Task directions:
Write the entries out in full, matching them exactly.

Information given:
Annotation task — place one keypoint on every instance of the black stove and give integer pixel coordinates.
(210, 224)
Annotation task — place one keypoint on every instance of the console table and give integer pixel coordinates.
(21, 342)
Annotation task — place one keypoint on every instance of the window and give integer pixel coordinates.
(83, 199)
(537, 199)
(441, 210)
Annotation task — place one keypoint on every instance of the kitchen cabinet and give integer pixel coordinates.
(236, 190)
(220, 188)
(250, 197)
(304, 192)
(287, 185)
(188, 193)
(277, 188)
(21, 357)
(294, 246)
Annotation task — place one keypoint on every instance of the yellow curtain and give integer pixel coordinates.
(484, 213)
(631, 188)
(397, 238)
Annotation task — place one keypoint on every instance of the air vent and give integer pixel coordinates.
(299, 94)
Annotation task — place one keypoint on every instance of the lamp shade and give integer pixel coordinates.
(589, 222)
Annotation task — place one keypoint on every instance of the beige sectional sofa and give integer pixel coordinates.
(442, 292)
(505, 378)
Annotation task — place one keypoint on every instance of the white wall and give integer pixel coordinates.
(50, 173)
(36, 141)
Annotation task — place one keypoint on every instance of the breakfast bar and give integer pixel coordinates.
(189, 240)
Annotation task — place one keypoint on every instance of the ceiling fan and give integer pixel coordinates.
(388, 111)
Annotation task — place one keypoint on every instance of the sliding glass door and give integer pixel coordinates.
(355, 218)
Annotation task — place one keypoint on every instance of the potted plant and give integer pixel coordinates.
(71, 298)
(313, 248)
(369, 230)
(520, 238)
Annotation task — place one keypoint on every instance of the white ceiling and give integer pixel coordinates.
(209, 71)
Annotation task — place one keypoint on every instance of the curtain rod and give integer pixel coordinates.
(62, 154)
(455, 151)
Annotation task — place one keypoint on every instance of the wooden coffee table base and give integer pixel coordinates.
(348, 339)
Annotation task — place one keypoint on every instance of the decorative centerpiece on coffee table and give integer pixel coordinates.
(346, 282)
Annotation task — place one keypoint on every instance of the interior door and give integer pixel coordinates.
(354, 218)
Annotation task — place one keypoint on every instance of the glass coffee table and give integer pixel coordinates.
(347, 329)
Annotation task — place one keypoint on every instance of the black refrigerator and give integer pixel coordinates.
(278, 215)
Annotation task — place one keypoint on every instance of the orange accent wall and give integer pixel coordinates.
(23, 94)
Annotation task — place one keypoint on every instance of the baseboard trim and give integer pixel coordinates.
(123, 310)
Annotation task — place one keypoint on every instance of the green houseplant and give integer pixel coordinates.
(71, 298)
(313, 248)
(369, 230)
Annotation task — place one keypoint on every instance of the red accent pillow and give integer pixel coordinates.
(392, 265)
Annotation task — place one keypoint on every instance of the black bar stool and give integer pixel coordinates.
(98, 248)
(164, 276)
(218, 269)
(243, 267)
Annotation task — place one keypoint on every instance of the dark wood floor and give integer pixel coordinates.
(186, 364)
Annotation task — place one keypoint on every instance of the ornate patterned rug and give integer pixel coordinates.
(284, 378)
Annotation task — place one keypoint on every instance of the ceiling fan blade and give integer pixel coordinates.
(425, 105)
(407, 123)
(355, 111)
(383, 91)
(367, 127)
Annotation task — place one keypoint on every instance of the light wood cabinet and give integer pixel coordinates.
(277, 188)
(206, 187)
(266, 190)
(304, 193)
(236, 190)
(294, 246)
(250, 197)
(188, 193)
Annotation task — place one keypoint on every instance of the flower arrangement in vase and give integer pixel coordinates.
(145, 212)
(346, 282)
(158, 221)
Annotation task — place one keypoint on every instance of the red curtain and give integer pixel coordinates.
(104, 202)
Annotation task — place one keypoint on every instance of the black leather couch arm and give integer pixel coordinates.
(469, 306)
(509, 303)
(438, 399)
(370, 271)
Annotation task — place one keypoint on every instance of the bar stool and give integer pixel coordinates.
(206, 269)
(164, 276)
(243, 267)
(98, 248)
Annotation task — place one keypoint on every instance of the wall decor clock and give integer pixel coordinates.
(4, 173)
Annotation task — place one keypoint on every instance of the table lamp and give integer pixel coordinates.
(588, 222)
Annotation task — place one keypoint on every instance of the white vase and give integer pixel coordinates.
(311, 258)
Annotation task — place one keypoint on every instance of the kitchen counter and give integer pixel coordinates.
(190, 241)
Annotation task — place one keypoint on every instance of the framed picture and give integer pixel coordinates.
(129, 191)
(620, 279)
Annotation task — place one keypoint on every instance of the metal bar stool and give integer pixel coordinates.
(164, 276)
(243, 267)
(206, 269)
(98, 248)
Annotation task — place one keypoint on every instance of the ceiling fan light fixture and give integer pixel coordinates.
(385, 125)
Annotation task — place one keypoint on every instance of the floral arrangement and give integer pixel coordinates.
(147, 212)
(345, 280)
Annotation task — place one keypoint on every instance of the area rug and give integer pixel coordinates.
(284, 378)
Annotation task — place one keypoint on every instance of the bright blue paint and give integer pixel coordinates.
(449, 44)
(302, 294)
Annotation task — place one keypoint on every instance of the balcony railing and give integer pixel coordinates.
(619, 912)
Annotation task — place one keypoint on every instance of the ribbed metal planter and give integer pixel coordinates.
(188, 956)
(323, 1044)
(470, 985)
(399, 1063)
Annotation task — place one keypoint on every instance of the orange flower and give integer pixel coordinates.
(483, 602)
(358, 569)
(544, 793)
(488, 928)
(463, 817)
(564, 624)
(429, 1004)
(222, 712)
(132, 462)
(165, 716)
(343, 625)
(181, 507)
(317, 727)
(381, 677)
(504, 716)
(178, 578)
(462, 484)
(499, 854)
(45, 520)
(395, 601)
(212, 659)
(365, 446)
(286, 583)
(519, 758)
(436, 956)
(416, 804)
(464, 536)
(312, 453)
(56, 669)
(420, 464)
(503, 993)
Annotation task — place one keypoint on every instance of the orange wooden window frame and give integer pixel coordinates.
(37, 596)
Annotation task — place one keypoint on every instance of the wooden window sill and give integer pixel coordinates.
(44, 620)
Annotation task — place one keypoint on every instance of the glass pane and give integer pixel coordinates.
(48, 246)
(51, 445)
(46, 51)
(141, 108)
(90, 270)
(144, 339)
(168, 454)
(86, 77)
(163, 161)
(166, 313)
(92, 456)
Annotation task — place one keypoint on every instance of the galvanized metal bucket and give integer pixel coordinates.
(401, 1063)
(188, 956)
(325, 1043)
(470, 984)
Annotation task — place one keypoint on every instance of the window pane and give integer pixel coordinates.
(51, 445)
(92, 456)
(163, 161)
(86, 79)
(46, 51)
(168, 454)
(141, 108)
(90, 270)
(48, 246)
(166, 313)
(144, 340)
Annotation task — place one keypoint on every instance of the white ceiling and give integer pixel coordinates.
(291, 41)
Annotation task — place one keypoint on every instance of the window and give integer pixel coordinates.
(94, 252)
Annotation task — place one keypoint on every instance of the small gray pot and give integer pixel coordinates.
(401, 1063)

Reply to the exercise:
Annotation task — place one keypoint on every instance of the black stove and give integer pixel coordinates.
(210, 224)
Annotation task — place one keypoint on every instance of the console table and give integer pixel coordinates.
(21, 342)
Annotation task — place one keypoint on every instance of the window and give integer pixel coordinates.
(83, 199)
(537, 199)
(441, 210)
Annotation task — place one keypoint on every instance of the kitchen cabinet and give integer pixel coordinates.
(236, 190)
(220, 188)
(250, 197)
(304, 192)
(287, 185)
(188, 193)
(277, 188)
(21, 357)
(294, 246)
Annotation task — place one keypoint on every instance of the yellow curtain and give integer pixel coordinates.
(484, 213)
(631, 188)
(397, 238)
Annotation task — place one keypoint on every instance of the air vent and give integer pixel coordinates.
(299, 94)
Annotation task — place one keypoint on every instance of the lamp shade and give integer pixel coordinates.
(589, 222)
Annotation task — place one keypoint on every instance of the beige sectional sofa and give integer pixel coordinates.
(442, 292)
(505, 378)
Annotation task — place one keypoint on every instance of the white wall and give integer pixel coordinates.
(50, 173)
(36, 141)
Annotation task — place one keypoint on every instance of the breakfast bar and give integer pixel coordinates.
(189, 240)
Annotation task — place one keypoint on every instance of the ceiling fan and give integer pixel coordinates.
(388, 111)
Annotation task — place one keypoint on every instance of the sliding glass door and give integer pixel coordinates.
(355, 218)
Annotation task — place one keypoint on every instance of the potted plant and give integer pixel coordinates.
(71, 298)
(313, 248)
(369, 230)
(520, 238)
Annotation task — place one keypoint on every instance of the white ceiling and give integer pixel coordinates.
(209, 71)
Annotation task — place one keypoint on every instance of the curtain rod and give integer pixel coordinates.
(62, 154)
(455, 151)
Annotation task — place one keypoint on every instance of the wooden coffee table base and give integer pixel coordinates.
(348, 339)
Annotation task — place one keypoint on every instance of the decorative centerpiece on coffee table and give integer pixel coordinates.
(346, 282)
Annotation task — place one keypoint on every instance of the interior door and give integer pixel coordinates.
(354, 218)
Annotation task — place one keypoint on every instance of the glass coffee table and give integer pixel coordinates.
(347, 329)
Annotation task — place one keypoint on every instance of the black refrigerator and give integer pixel coordinates.
(278, 215)
Annotation task — place one keypoint on every instance of the orange accent wall and give integer pixel coordinates.
(23, 94)
Annotation task — place one keypoint on every instance of the baseboard trim and give integer pixel coordinates.
(123, 310)
Annotation task — place one keypoint on every instance of the green houseplant and give integer pixel coordinates.
(71, 298)
(313, 248)
(369, 230)
Annotation task — place one keypoint on every instance of the red accent pillow and give integer pixel coordinates.
(392, 265)
Annotation task — place one keypoint on every instance of the black bar stool and give integer pixel coordinates.
(98, 248)
(164, 276)
(218, 269)
(243, 267)
Annotation task — place one keypoint on every instance of the dark wood floor and give integer pixel coordinates.
(186, 364)
Annotation task — place one keypoint on every instance of the ornate patterned rug and give integer pixel coordinates.
(284, 378)
Annotation task — place one keypoint on every instance of the ceiling fan blade and give integer pixel coordinates.
(425, 105)
(407, 123)
(355, 111)
(383, 91)
(367, 127)
Annotation task — place one keypoint on every instance of the light wood cabinet and give integer pixel coordinates.
(277, 188)
(206, 187)
(266, 190)
(304, 193)
(236, 190)
(294, 246)
(250, 197)
(188, 193)
Annotation task — place one keypoint on every instance of the flower arrangement in vase and give integer pixel coordinates.
(145, 212)
(346, 282)
(158, 221)
Annotation task — place one keypoint on every instance of the red curtain and give integer pixel coordinates.
(104, 202)
Annotation task — place one keypoint on every instance of the black leather couch arm and give integer pixel coordinates.
(469, 306)
(509, 303)
(438, 399)
(370, 271)
Annotation task — place one keypoint on every instance of the bar stool and give integer pixel coordinates.
(206, 269)
(164, 276)
(243, 267)
(98, 248)
Annotation task — place one keypoint on every instance of the wall decor clock and give integer pixel coordinates.
(4, 173)
Annotation task — place one keypoint on every instance of the table lamp and give integer pixel coordinates.
(588, 222)
Annotation task — place one keypoint on every instance of the white vase and give integer pixel coordinates.
(311, 258)
Annotation task — place one keypoint on every instance of the kitchen counter and give integer pixel coordinates.
(190, 241)
Annotation task — place one keypoint on every instance of the framed picture and give integer pixel coordinates.
(129, 191)
(620, 279)
Annotation task — place one keypoint on every instance of the metal bar stool and give integer pixel coordinates.
(164, 276)
(243, 267)
(206, 269)
(98, 248)
Annotation task — place one keypoint on every instance of the ceiling fan light fixture and give integer pixel coordinates.
(385, 125)
Annotation task — place one keypoint on every instance of the floral arrangement and give integer pixel coordinates.
(147, 212)
(345, 280)
Annotation task — place one keypoint on every instance of the area rug and give integer pixel coordinates.
(284, 378)
Annotation task — place one keypoint on every instance of the bright blue paint and give integer pixel coordinates.
(449, 44)
(302, 294)
Annotation task — place one keypoint on every instance of the balcony railing and give integer pixel coordinates.
(619, 912)
Annotation task — place one keypoint on every instance of the ribbed metal planter and give integer pixel coordinates.
(188, 956)
(323, 1044)
(470, 985)
(399, 1063)
Annotation task — place one keypoint on every instance of the orange flower and give integer pixel coordinates.
(483, 602)
(358, 569)
(544, 793)
(488, 928)
(463, 817)
(564, 624)
(429, 1004)
(222, 712)
(132, 462)
(165, 716)
(343, 625)
(181, 507)
(317, 727)
(381, 677)
(504, 716)
(178, 578)
(462, 484)
(499, 854)
(45, 520)
(395, 601)
(212, 659)
(365, 446)
(286, 583)
(519, 758)
(436, 956)
(416, 804)
(464, 536)
(312, 453)
(56, 669)
(420, 464)
(503, 993)
Annotation task — place one keypoint on every instance of the orange wooden window frame and give integer pixel coordinates.
(37, 596)
Annotation task — place one keypoint on every instance of the wooden window sill and give integer pixel coordinates.
(44, 620)
Annotation task — place one keypoint on every instance of the glass pane and give integer pixel coordinates.
(48, 246)
(51, 445)
(46, 51)
(141, 108)
(90, 270)
(144, 339)
(168, 454)
(86, 77)
(163, 161)
(166, 313)
(92, 456)
Annotation task — place one keypoint on every instance of the galvanized metal bucket and give integer pixel coordinates.
(401, 1063)
(188, 956)
(325, 1043)
(470, 984)
Annotation task — place one keypoint on every instance of the window pane and give integer pixel coordinates.
(51, 445)
(92, 456)
(163, 161)
(86, 79)
(46, 51)
(168, 454)
(141, 108)
(90, 270)
(48, 246)
(166, 313)
(144, 340)
Annotation task — place one keypoint on every instance of the white ceiling and give integer pixel coordinates.
(291, 41)
Annotation task — place one keypoint on every instance of the window and give integer pixel coordinates.
(94, 252)
Annotation task — place one keypoint on every instance of the small gray pot and give integer pixel coordinates.
(401, 1063)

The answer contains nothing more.